··· Text extract

Town officials said the sudden problems with the flooding are because of a mandate issued last year by the state Department of Environmental Protection.
The borough’s water authority said an old, abandoned reservoir sitting in the woods above the town helped collect water from spring run-off and heavy summer downpours. Those town officials said they were told the DEP felt the reservoir posed a bigger threat should it break and flood the town below.
“It was just two pipes bringing the water out of the reservoir,” Tony Deluca with the Boswell Water Authority said. “It never got to the top and came over the spill way. It hasn't come over the spillway in 45 years since they closed it… never any blockage; never any problems.”
Deluca said the DEP told the borough to spend thousands of dollars to create an emergency action plan or destroy the dam.
“The DEP finally came out and told us it was going to be a $10,000 fine against us and $500 every day we didn't do something,” he said. “So we had to breach the dam last year.”

······
··· Data

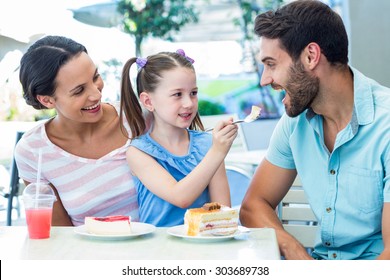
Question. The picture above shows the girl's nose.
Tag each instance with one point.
(188, 102)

······

— Task set —
a – From the Boswell flooding article, extract the passage beginning at "The borough’s water" up to and including "destroy the dam.".
b – Continue the Boswell flooding article from the point where it stops.

— Results of the exercise —
a –
The borough’s water authority said an old, abandoned reservoir sitting in the woods above the town helped collect water from spring run-off and heavy summer downpours. Those town officials said they were told the DEP felt the reservoir posed a bigger threat should it break and flood the town below.
“It was just two pipes bringing the water out of the reservoir,” Tony Deluca with the Boswell Water Authority said. “It never got to the top and came over the spill way. It hasn't come over the spillway in 45 years since they closed it… never any blockage; never any problems.”
Deluca said the DEP told the borough to spend thousands of dollars to create an emergency action plan or destroy the dam.

b –
The reservoir was a 10-million gallon retention pond, in the past used for drinking water for the borough.
“They felt that if it filled up with water and the dam broke, it would flood out the borough,” Deluca said. “So we flooded out the borough by doing what they wanted us to do.”
A DEP spokesperson contacted 6 News Wednesday afternoon. He said the dam was not designed for flood control and it was in bad shape. He said the agency worried about what would happen if the dam gave way during a bad storm.
He said a DEP inspector is on the way to assess the damage and issue any emergency permits to help with the cleanup process.